*Problem requirements*
Can you render the lines of the entries below as a Markdown table with the columns Row and Line? Begin at the line that contains "Does the image contain any gray bark?", stop after the line that contains "[371,322,432,366]", number each row, and leave out any blank lines.

*Given data*

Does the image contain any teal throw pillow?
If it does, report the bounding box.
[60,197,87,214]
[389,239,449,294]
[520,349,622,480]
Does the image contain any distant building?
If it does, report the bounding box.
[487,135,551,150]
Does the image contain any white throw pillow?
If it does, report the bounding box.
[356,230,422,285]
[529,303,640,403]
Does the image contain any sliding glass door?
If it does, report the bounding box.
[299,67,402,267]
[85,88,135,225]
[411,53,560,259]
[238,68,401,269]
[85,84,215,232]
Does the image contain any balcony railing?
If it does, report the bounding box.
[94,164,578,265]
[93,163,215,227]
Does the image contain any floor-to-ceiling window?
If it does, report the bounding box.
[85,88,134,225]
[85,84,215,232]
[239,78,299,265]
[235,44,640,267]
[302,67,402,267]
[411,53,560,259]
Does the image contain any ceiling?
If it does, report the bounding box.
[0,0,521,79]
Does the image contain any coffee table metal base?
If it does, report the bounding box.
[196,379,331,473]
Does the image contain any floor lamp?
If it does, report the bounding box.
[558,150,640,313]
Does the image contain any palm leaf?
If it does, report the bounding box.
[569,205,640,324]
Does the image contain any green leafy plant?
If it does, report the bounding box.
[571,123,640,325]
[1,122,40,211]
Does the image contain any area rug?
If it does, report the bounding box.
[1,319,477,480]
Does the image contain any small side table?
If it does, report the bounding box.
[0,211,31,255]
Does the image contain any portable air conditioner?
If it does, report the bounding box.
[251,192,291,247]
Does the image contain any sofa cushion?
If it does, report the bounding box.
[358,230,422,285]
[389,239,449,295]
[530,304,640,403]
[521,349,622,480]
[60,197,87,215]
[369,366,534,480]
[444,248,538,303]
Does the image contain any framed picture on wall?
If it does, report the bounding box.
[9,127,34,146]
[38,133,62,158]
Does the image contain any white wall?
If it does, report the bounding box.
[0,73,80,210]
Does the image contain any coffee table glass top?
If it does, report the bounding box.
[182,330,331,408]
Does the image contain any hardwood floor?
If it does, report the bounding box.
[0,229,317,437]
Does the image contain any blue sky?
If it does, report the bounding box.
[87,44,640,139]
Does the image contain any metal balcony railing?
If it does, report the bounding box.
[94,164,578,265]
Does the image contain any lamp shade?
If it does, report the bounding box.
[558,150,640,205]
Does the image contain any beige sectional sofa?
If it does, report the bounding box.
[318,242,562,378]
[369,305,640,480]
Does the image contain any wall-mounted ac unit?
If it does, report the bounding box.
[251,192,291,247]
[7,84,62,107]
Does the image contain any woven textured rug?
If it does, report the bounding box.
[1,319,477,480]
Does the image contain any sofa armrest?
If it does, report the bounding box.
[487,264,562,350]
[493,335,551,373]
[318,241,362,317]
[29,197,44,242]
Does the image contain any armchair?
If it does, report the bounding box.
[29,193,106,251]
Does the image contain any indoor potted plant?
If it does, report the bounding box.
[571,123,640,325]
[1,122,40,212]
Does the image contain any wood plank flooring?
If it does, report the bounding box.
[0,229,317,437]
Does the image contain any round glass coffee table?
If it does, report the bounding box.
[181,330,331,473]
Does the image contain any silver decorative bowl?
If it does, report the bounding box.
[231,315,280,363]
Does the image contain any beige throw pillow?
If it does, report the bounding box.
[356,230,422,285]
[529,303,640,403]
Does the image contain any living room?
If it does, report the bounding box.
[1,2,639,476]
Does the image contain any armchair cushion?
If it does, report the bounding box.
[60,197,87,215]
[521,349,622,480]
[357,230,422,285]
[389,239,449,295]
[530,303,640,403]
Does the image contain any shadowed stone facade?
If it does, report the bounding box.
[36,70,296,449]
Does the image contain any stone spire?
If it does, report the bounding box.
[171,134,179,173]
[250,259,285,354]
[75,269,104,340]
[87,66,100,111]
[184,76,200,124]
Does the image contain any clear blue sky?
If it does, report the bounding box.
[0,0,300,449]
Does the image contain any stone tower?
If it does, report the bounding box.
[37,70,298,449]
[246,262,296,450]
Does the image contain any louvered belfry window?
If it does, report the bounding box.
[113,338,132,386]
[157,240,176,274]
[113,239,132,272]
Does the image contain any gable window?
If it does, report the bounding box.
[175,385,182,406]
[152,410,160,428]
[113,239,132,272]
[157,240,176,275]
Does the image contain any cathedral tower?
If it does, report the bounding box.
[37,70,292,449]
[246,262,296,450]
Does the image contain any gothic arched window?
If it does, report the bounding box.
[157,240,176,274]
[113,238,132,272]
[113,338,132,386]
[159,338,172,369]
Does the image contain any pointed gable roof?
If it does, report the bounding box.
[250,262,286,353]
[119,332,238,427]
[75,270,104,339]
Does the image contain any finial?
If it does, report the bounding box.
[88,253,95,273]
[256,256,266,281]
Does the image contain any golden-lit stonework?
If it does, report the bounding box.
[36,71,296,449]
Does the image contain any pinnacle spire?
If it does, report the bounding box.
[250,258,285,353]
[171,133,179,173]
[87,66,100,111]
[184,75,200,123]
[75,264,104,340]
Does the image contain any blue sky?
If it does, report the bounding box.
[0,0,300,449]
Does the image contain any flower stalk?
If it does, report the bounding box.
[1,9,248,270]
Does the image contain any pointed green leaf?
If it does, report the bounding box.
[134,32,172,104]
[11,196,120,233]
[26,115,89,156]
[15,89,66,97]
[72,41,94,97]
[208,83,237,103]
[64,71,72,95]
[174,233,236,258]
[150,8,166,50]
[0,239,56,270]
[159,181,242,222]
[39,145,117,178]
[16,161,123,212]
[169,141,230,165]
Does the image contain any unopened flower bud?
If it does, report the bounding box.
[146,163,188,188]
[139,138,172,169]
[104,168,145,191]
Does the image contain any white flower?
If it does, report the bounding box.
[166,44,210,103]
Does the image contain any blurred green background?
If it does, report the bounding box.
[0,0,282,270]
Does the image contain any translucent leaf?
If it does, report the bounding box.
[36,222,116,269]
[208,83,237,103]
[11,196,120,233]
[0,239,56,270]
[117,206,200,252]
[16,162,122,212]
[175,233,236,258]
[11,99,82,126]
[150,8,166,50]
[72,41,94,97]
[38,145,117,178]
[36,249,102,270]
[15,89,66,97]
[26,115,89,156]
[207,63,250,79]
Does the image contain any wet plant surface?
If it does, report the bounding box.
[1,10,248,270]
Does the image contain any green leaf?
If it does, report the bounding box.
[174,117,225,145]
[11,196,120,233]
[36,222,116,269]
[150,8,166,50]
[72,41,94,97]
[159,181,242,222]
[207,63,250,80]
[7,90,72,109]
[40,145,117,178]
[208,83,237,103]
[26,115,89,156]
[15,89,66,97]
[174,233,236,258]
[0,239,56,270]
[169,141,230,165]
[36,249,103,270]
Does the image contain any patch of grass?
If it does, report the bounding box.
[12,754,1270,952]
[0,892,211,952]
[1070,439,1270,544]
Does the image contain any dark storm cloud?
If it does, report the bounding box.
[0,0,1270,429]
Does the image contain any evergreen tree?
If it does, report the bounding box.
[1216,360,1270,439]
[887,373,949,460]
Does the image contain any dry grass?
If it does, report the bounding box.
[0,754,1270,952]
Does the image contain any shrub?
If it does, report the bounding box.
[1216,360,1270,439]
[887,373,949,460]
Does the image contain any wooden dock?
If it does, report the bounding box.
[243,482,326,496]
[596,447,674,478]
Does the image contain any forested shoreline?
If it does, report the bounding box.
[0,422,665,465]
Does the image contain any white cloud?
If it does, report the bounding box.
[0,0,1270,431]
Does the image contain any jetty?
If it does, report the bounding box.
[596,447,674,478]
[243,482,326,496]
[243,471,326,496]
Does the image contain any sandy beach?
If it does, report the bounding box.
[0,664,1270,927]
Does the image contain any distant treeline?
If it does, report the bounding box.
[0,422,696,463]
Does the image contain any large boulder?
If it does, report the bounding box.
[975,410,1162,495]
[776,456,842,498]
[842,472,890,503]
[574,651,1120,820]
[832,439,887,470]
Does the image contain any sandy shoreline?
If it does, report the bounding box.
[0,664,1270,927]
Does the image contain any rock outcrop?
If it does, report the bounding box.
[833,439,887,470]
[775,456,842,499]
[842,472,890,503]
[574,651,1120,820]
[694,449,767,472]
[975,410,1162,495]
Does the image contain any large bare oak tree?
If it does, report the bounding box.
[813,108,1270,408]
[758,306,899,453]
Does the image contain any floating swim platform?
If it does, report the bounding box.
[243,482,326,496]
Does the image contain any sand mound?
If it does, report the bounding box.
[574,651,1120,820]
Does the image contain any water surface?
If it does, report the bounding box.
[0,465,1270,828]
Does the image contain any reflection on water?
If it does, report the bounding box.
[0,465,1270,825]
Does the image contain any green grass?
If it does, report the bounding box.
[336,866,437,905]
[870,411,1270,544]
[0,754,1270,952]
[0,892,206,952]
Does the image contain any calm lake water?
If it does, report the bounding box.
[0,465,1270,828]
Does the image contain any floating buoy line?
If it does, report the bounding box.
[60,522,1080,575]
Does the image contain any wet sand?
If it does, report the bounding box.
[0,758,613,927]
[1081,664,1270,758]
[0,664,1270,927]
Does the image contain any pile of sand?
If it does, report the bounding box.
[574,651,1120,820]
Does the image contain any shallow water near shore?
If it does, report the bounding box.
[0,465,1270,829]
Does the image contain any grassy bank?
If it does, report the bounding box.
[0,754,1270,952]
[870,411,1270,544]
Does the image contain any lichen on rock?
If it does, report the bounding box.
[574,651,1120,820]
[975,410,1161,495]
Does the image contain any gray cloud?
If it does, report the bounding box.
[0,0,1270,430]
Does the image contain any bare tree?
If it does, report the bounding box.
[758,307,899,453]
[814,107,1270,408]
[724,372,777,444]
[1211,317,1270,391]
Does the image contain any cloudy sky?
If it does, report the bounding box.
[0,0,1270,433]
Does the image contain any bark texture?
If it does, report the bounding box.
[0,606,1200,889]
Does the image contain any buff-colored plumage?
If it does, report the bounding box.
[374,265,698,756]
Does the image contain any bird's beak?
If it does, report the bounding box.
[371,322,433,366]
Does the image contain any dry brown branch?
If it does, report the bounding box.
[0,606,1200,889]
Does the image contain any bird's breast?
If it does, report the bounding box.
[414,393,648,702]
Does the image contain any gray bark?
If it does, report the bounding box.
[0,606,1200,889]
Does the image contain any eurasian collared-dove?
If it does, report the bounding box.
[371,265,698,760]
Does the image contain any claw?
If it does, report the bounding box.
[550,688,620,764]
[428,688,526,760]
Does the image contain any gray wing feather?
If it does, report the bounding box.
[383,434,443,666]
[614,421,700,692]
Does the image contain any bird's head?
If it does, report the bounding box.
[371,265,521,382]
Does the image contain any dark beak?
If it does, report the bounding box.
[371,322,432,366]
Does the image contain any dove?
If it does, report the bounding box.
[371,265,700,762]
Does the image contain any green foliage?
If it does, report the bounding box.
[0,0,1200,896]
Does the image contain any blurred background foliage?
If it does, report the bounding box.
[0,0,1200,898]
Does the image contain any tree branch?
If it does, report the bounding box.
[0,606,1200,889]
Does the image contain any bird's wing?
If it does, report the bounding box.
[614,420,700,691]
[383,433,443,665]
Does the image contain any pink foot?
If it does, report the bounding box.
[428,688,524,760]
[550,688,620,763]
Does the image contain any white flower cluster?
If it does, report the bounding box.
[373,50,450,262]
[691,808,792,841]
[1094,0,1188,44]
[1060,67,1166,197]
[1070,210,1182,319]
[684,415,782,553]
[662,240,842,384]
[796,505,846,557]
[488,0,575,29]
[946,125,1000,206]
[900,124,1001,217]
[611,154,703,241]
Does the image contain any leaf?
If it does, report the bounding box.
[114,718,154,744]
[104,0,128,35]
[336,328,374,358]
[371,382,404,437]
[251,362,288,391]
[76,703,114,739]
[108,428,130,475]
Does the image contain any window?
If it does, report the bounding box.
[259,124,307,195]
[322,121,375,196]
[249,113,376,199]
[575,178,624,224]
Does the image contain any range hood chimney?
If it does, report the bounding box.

*Solution for this exercise*
| Row | Line |
|---|---|
| 1 | Does the image contain any gray bark? |
| 2 | If it does, report the bounding box. |
| 3 | [0,606,1200,889] |
| 4 | Does the image contain any eurasian collared-dove? |
| 5 | If it does, report the bounding box. |
| 6 | [371,265,698,760] |
| 7 | Does the image contain any claw? |
| 8 | If it does, report the bounding box. |
| 9 | [550,688,620,764] |
| 10 | [428,688,526,760] |
| 11 | Does the image contain any gray wing feather? |
| 12 | If it does, report the bounding box. |
| 13 | [383,434,443,666] |
| 14 | [614,421,700,692] |
| 15 | Does the image contain any bird's head? |
| 16 | If it does, report the bounding box. |
| 17 | [371,265,521,382] |
| 18 | Does the image contain any dark beak? |
| 19 | If it does, report the bounding box. |
| 20 | [371,322,432,366] |